Exercise requirements =>
**a.** Reproduce the passage of the interview with Ms. Walman starting at "MR. APPLEBAUM:And who" and ending at "to be married.".
**b.** From the interview with Ms. Walman, list every question Mr. Applebaum asks that ends in a question mark.
**c.** Continue the interview with Ms. Walman from its last line.

Excerpt to read =>
MR. APPLEBAUM:And who in your family went to the United States first?
MS. WALMAN:From my family? My brother was here. My sister too me to the this country.
MR. APPLEBAUM:When your brother was here--
MS. WALMAN:The child, my brother and the child. And they got married here. He got to be married.
MR. APPLEBAUM:First tell me when you were still in Russia, what were the things you that heard about the United States?
MS. WALMAN:I think you [know it]. It's not American to [. . .] The [. . .] that came is from America. Not from [. . .] I mean, in general [. . .] The [. . .] among the poor people, in my town, I don't know about the other towns, I didn't study about the Russian--I'm studying just from my town, that [. . .] anything could come from America. Like, my sister, [are trained] here in America. And my sister [. . .] And he was a soldier in this country. After the world war, he came with the uniform in America. To relieve all the [. . .] people, they [. . .] that he'll be able to pull through [ . . .] into Russia. He came [. . .] if you are the mother or brother or sister, you gave him money, and you said, "This is my money, give it to my father or mother, and my little sister." So, he was the first one to come in that town. Do you know what [a debt] means? To bring along money from my sister and brother, here. [. . .] that it [come to this], because I didn't even think that they [. . .] to this country. Because it was closed, everything was closed. You couldn't, even if you were rich, you couldn't come on the ship, you know. Anyhow, and he came in, he came in and he brought that money.
MR. APPLEBAUM:Did he bring letters or anything in writing?
MS. WALMAN:I don't remember, but if you came, as he would come, to your--and everybody knew you, and your father and mother there, and he told you, "Come here, come here, come here, I show you--your sister--I have money for you," because everybody--when he came, everybody used to run [as children run to . . .] Statue of Liberty. Then, and everybody, the older people, they knew him--
MR. APPLEBAUM:Did the same person go back and forth?
MS. WALMAN:He went back there. He came just for the reason to bring a relief. But, people that he know here--there. So, but he didn't bring relief for the town; he--I don't know how the relief came. But they started--the [. . .] came. The relief from America to the town, like potatoes, they buy because America is [. . .] product, baked bread from America. That's what I remember, otherwise I didn't study the details how it came.

Dataset extract =>

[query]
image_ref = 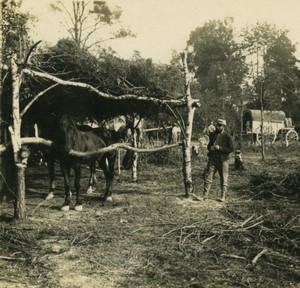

Expected responses =>
**a.**
MR. APPLEBAUM:And who in your family went to the United States first?
MS. WALMAN:From my family? My brother was here. My sister too me to the this country.
MR. APPLEBAUM:When your brother was here--
MS. WALMAN:The child, my brother and the child. And they got married here. He got to be married.

**b.**
And who in your family went to the United States first?
First tell me when you were still in Russia, what were the things you that heard about the United States?
Did he bring letters or anything in writing?
Did the same person go back and forth?

**c.**
MR. APPLEBAUM:So, how were you finally able to leave?
MS. WALMAN:To come here?
MR. APPLEBAUM:Yes.
MS. WALMAN:We couldn't come from our town, because it was, it was--how do you say--like you go to Mexico--[a visa], a visa to go. And that time, it was right after the Revolution. The other town belongs to Russia, this one belongs to [. . .], this one [. . .] belongs to Poland. It wasn't divided [. . .] I didn't study--but anyway, we had to go from here, let's say, to Hudson, to the other of Hudson. The other side of the Hudson belongs to--
MR. APPLEBAUM:New Jersey?
MS. WALMAN:New Jersey. And in Europe, it belonged this one, this one belonged to America, and this one belong--in our town, it was a war [. . .] like that, like [. . .] all over. So, we had to steal to go from there, with [paying] people to come to the [. . .] illegal, illegal, to go on the other side, to come to the Hudson. The other side is New Jersey. And from there I went to relatives and I went to my married sister over there. And I--
MR. APPLEBAUM:So, do you remember how it was that you snuck out of the town?
MS. WALMAN:Oh, I went twice back and forth, because I had to bring the child and I had to bring it--it was complicated, during the night, but when you are young, and you are strong, you don't fear. You want [several sentences] So the same thing is with a child has more nerve, and more courage, and I didn't do it ten years ago, even fifteen years ago. But, that time, I went--
MR. APPLEBAUM:Explain who this young child was that you brought with you.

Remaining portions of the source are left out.